» **Task directions**
Only the lines from the one containing "Target: dark wooden wall" through the end of the data below should be copied, each exactly as written and with both ends kept.

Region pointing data
'''

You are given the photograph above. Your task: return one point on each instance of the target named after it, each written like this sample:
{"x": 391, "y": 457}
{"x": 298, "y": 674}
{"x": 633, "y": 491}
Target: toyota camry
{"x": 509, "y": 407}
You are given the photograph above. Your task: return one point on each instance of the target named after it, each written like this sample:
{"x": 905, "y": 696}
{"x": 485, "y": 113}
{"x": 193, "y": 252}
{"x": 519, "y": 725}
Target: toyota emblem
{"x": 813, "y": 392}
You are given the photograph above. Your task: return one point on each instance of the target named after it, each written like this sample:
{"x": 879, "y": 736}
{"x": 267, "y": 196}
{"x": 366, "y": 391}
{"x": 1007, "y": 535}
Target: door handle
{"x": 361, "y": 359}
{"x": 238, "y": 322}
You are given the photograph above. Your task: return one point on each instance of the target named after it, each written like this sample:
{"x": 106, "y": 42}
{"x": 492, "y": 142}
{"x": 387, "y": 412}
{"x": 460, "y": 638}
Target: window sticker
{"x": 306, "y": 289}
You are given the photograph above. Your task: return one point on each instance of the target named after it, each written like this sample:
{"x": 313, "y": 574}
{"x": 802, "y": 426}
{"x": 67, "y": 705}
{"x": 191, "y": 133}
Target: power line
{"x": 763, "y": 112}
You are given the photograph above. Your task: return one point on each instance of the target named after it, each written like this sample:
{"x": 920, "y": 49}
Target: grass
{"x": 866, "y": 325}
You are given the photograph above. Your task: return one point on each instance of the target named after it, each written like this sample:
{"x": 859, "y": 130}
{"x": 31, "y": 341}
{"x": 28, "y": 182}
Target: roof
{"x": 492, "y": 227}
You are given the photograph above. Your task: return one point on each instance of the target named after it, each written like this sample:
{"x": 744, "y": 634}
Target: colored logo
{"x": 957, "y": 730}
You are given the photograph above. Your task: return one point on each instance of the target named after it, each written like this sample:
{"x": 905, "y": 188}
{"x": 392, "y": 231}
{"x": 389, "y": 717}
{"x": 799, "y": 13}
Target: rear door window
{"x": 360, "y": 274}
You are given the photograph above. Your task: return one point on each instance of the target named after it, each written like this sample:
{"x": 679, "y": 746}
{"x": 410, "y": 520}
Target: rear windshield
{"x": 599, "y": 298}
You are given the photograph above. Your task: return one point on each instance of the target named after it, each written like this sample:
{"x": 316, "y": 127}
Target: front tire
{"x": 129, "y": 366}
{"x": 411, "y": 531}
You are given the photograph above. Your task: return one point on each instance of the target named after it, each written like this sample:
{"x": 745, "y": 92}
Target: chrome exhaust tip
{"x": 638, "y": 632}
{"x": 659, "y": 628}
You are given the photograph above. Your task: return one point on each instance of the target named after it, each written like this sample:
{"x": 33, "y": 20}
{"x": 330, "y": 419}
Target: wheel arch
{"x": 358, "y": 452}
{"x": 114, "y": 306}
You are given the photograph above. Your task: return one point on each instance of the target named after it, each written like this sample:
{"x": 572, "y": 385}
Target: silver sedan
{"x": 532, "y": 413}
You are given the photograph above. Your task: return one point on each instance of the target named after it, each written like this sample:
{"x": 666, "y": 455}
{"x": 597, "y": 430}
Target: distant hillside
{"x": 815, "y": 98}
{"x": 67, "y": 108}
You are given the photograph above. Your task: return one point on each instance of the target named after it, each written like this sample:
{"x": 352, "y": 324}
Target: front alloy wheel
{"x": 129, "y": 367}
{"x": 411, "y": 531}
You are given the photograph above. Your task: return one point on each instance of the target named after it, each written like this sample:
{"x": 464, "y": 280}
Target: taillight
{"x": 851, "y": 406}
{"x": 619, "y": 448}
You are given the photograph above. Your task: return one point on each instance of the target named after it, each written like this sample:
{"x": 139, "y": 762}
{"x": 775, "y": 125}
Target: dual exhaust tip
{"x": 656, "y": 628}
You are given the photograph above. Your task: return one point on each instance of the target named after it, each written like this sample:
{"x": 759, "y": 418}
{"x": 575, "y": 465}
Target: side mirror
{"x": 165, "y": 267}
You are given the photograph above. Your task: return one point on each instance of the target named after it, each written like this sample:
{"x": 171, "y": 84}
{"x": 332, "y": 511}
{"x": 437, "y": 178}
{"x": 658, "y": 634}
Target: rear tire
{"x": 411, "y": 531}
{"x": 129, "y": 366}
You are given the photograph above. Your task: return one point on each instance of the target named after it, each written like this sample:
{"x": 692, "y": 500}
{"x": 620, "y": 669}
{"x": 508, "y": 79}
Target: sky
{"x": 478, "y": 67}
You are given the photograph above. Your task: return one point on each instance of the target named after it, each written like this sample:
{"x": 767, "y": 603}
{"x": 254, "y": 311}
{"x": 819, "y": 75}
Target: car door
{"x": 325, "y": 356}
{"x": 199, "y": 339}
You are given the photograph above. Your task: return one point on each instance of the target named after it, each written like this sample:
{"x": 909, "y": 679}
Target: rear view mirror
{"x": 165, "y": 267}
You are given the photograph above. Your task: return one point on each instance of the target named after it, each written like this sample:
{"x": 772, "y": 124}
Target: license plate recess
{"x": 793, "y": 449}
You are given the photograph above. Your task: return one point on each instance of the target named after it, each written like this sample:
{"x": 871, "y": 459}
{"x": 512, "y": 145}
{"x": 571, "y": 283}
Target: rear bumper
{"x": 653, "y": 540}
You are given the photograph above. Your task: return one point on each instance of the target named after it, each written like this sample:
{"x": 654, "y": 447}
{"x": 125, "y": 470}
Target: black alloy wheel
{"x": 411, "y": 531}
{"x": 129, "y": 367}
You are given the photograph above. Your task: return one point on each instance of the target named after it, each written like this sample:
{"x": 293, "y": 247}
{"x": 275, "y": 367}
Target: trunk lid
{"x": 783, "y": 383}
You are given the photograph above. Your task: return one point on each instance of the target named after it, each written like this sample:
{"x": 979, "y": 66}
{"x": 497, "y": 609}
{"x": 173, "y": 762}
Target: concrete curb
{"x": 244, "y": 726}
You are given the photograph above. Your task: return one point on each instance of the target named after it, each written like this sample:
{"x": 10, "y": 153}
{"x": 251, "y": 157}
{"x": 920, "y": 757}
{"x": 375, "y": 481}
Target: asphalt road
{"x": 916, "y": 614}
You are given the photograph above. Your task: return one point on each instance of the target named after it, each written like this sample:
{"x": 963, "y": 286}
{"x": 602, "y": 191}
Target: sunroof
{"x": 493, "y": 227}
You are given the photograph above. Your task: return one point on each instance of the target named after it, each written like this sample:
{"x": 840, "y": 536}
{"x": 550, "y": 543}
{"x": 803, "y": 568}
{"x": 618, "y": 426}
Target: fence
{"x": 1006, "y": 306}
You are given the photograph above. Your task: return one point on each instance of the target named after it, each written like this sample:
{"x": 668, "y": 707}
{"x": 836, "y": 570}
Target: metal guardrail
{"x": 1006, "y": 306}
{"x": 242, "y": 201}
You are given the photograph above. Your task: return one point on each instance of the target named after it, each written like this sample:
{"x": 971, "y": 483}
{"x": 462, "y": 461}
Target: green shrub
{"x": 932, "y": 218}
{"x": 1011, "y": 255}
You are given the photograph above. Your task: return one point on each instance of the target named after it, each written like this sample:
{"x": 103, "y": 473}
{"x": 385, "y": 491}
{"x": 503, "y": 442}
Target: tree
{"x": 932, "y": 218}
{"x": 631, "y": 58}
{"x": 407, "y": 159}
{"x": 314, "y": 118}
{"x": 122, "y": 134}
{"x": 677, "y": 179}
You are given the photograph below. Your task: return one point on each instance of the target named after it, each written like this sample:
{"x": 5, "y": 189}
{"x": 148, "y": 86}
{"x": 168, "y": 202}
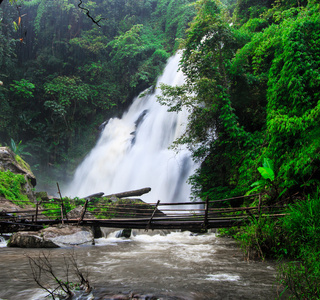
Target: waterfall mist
{"x": 132, "y": 152}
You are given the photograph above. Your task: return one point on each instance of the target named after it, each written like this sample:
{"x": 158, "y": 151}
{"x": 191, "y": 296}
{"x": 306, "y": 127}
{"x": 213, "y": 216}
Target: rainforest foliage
{"x": 252, "y": 89}
{"x": 62, "y": 74}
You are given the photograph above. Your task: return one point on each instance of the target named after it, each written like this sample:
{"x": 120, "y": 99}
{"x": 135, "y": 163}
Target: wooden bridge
{"x": 193, "y": 216}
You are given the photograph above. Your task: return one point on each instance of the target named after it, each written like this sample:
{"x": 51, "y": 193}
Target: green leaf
{"x": 258, "y": 183}
{"x": 266, "y": 173}
{"x": 268, "y": 163}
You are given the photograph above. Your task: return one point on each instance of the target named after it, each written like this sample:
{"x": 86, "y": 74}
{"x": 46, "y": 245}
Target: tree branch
{"x": 88, "y": 14}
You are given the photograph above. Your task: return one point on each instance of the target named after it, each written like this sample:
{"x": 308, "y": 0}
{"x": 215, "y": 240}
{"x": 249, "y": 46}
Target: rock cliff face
{"x": 9, "y": 161}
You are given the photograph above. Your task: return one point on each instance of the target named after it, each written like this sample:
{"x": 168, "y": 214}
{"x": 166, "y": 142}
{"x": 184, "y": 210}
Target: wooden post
{"x": 83, "y": 212}
{"x": 259, "y": 205}
{"x": 205, "y": 223}
{"x": 154, "y": 211}
{"x": 62, "y": 208}
{"x": 37, "y": 208}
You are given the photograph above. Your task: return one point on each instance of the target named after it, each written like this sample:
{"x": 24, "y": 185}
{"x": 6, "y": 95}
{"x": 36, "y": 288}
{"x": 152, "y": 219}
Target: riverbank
{"x": 177, "y": 265}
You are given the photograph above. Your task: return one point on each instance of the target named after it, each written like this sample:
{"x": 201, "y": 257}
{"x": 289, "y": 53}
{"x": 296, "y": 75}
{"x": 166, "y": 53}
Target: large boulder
{"x": 9, "y": 161}
{"x": 53, "y": 237}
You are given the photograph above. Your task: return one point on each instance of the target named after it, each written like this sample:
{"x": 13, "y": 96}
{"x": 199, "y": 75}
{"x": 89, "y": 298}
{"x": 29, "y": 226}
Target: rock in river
{"x": 53, "y": 237}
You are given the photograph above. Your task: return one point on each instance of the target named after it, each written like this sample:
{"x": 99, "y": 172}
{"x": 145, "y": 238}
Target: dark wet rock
{"x": 29, "y": 240}
{"x": 53, "y": 237}
{"x": 9, "y": 161}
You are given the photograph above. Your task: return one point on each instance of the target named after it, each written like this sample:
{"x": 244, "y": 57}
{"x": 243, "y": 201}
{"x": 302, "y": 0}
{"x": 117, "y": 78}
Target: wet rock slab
{"x": 53, "y": 237}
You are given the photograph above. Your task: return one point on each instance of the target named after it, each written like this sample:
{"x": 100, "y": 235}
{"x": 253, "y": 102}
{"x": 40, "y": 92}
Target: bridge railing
{"x": 208, "y": 213}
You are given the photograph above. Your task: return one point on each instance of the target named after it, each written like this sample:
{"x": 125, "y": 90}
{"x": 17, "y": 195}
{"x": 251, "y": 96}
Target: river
{"x": 174, "y": 265}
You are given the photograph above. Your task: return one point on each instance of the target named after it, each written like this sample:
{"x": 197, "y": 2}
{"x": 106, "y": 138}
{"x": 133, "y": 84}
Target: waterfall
{"x": 132, "y": 152}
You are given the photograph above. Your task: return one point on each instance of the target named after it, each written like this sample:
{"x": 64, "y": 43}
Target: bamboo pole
{"x": 155, "y": 209}
{"x": 62, "y": 208}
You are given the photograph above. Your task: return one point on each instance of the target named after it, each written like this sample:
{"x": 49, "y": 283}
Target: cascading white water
{"x": 133, "y": 153}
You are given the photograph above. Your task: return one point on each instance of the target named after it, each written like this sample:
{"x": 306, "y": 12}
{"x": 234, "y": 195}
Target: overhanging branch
{"x": 88, "y": 14}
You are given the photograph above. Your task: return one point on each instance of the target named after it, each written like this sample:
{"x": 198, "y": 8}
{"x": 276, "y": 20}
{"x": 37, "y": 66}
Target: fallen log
{"x": 97, "y": 195}
{"x": 133, "y": 193}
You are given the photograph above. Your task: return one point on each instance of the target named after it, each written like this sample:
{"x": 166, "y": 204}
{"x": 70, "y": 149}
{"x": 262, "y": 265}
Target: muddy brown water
{"x": 176, "y": 265}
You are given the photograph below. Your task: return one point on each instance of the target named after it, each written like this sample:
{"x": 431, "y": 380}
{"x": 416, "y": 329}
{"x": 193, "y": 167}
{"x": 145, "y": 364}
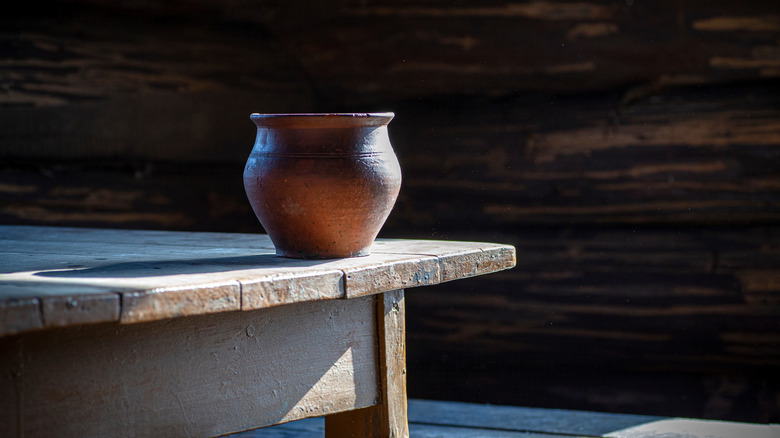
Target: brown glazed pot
{"x": 322, "y": 185}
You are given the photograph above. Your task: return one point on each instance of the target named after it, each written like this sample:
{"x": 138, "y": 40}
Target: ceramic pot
{"x": 322, "y": 185}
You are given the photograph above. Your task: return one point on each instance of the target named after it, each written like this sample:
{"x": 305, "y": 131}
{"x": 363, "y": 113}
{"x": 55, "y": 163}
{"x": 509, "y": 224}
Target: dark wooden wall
{"x": 629, "y": 149}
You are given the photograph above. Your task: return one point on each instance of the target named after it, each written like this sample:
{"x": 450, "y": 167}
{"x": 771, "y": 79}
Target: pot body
{"x": 322, "y": 185}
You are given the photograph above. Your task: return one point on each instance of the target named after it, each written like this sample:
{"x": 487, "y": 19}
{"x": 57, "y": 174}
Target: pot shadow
{"x": 155, "y": 268}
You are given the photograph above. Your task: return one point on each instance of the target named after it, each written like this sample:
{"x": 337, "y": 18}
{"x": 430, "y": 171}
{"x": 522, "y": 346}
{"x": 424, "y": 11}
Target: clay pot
{"x": 322, "y": 185}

'''

» **Response to the exercise**
Target: dark wooden wall
{"x": 629, "y": 149}
You are given the photograph above. Your task: return one point on each instance of the target named after it, each written like this sample:
{"x": 450, "y": 167}
{"x": 771, "y": 79}
Target: pot body
{"x": 322, "y": 185}
You are given the photograph above. Your task: return one point on each instance of the target named after it, each written like this sample:
{"x": 487, "y": 19}
{"x": 57, "y": 174}
Target: pot shadow
{"x": 155, "y": 268}
You are given the photograph above. Your task: return one point on each instance of the target named after it, each written like this sample:
{"x": 337, "y": 18}
{"x": 430, "y": 171}
{"x": 522, "y": 346}
{"x": 424, "y": 11}
Target: clay pot
{"x": 322, "y": 185}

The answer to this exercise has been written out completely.